# PROBLEM DESCRIPTION
Write out the data below exactly as given, without any of its pictures.

# INPUT FOR THIS TASK

·····

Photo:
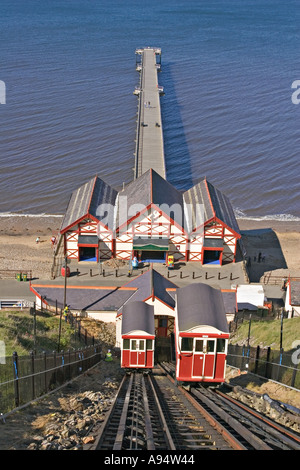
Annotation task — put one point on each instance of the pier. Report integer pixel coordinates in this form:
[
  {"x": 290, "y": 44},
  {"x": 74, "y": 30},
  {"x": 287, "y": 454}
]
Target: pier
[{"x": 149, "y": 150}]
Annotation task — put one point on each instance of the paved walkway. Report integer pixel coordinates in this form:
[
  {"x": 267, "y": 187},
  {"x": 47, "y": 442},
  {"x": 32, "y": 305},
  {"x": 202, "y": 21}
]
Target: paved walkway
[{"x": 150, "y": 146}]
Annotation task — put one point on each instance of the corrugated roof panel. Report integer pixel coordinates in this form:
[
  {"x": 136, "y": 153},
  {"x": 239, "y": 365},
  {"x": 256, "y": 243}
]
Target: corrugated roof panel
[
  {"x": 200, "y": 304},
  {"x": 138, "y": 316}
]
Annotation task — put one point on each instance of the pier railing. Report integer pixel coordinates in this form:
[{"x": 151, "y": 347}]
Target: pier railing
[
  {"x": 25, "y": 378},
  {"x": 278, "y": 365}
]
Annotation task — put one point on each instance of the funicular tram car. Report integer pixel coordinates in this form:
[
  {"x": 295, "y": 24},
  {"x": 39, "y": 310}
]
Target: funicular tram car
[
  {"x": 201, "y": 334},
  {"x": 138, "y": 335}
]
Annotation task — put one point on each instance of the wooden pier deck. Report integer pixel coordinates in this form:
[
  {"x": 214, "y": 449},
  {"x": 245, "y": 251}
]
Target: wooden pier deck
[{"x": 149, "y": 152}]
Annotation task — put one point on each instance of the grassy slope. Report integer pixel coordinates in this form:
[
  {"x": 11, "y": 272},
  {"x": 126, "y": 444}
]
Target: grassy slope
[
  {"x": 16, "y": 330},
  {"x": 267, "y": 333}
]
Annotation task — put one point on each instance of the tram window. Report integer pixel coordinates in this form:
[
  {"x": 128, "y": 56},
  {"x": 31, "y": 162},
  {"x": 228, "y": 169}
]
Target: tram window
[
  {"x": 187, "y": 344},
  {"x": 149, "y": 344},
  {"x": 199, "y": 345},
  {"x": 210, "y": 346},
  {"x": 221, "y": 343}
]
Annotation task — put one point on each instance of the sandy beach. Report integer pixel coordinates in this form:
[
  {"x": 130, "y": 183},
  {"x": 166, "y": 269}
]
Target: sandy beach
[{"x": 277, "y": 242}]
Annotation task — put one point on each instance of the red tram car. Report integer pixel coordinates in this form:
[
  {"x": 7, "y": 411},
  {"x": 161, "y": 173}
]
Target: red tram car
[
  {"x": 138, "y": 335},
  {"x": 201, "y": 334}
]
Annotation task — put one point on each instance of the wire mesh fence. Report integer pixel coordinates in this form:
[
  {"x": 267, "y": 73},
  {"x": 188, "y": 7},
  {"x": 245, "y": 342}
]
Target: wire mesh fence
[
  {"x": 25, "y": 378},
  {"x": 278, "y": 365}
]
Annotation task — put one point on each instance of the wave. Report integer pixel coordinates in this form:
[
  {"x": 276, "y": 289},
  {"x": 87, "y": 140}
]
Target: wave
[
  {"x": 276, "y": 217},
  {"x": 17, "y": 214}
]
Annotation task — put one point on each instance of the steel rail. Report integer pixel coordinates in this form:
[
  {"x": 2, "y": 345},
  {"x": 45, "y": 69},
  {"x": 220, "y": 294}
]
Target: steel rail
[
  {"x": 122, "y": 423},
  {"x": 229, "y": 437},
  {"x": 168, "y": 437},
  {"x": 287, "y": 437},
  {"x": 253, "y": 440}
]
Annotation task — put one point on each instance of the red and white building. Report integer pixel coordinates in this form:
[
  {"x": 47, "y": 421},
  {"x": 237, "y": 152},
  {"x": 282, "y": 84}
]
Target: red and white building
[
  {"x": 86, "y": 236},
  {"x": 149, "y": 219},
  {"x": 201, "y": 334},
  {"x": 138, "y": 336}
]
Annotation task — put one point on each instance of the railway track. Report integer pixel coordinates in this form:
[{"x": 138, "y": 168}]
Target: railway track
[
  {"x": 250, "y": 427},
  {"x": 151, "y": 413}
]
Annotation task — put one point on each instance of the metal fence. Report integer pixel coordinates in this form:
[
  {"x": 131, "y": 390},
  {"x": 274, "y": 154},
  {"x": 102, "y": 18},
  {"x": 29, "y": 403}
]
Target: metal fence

·····

# FINISHED TASK
Photo:
Annotation task — put one point on each instance of the pier. Report integer pixel coordinates in this form:
[
  {"x": 290, "y": 44},
  {"x": 74, "y": 30},
  {"x": 287, "y": 454}
]
Target: pier
[{"x": 149, "y": 150}]
Annotation task — put one point on each instance of the paved walkway. Report integer pixel coordinates in this form:
[
  {"x": 267, "y": 187},
  {"x": 47, "y": 442},
  {"x": 32, "y": 305},
  {"x": 202, "y": 21}
]
Target: paved walkway
[{"x": 150, "y": 146}]
Annotation task — put one point on each instance of the corrugated roof panel. Report integer pixel coordinates in this form:
[
  {"x": 136, "y": 153},
  {"x": 239, "y": 365},
  {"x": 256, "y": 243}
]
Target: corrugated roof panel
[
  {"x": 200, "y": 304},
  {"x": 138, "y": 316}
]
Annotation task — put one point on each instance of the pier railing. Report integer pixel coordinates in this form:
[{"x": 151, "y": 347}]
Target: pier railing
[
  {"x": 25, "y": 378},
  {"x": 278, "y": 365}
]
Annotation task — put one point on each instance of the funicular tram car. Report integer pixel coordinates in this form:
[
  {"x": 295, "y": 24},
  {"x": 39, "y": 310}
]
Target: funicular tram car
[
  {"x": 201, "y": 334},
  {"x": 138, "y": 335}
]
Annotation task — put one point on each instance of the wooden pier deck. Report integer pixel coordinates in this form:
[
  {"x": 214, "y": 449},
  {"x": 245, "y": 251}
]
Target: wooden pier deck
[{"x": 149, "y": 152}]
Annotation task — put one point on each instance of the grassy slope. Report integer pixel coordinates in this form:
[
  {"x": 11, "y": 272},
  {"x": 126, "y": 444}
]
Target: grassy slope
[
  {"x": 16, "y": 330},
  {"x": 267, "y": 333}
]
Annotation task — put one point on each instance of the tram window. Report integer pixel coordinates in this form:
[
  {"x": 128, "y": 56},
  {"x": 31, "y": 162},
  {"x": 228, "y": 169}
]
Target: tram window
[
  {"x": 187, "y": 344},
  {"x": 149, "y": 344},
  {"x": 199, "y": 345},
  {"x": 210, "y": 346},
  {"x": 221, "y": 343}
]
Annotation task — put one point on each instance of the sandy beach. Report integer pixel coordinates in this form:
[
  {"x": 130, "y": 183},
  {"x": 166, "y": 269}
]
Target: sandy beach
[{"x": 277, "y": 242}]
Annotation task — put one point on each instance of the red tram car. Report integer pixel coordinates in this form:
[
  {"x": 7, "y": 411},
  {"x": 161, "y": 173}
]
Target: red tram car
[
  {"x": 138, "y": 335},
  {"x": 201, "y": 334}
]
Annotation task — put one point on each instance of the wire mesh fence. Report integer pixel coordinates in this form:
[
  {"x": 267, "y": 73},
  {"x": 188, "y": 7},
  {"x": 245, "y": 342}
]
Target: wire mesh fence
[
  {"x": 25, "y": 378},
  {"x": 278, "y": 365}
]
Annotation task — put one point on each instance of the wave. Report integer pixel coordinates in this form:
[
  {"x": 276, "y": 289},
  {"x": 87, "y": 140}
]
Target: wave
[
  {"x": 276, "y": 217},
  {"x": 17, "y": 214}
]
Annotation task — put one point on each instance of the steel rail. Report integer pixel coordinates in this form:
[
  {"x": 2, "y": 345},
  {"x": 45, "y": 69},
  {"x": 220, "y": 294}
]
Target: steel rail
[
  {"x": 122, "y": 423},
  {"x": 229, "y": 437},
  {"x": 168, "y": 437},
  {"x": 287, "y": 437},
  {"x": 253, "y": 440}
]
Annotation task — put one point on each instance of the red and white building. Report integer pixel coordinates in this form:
[
  {"x": 47, "y": 421},
  {"x": 237, "y": 152},
  {"x": 282, "y": 84}
]
Target: red and white building
[
  {"x": 86, "y": 236},
  {"x": 149, "y": 219},
  {"x": 201, "y": 334},
  {"x": 138, "y": 336}
]
Annotation task — put one point on each instance of the railway track. Report integer pixel coordinates in this form:
[{"x": 138, "y": 168}]
Target: railway track
[
  {"x": 250, "y": 427},
  {"x": 151, "y": 413}
]
Annotation task — put one point on each instance of the metal fence. Report integer pixel coordinates in this form:
[
  {"x": 131, "y": 390},
  {"x": 274, "y": 154},
  {"x": 102, "y": 18},
  {"x": 29, "y": 403}
]
Target: metal fence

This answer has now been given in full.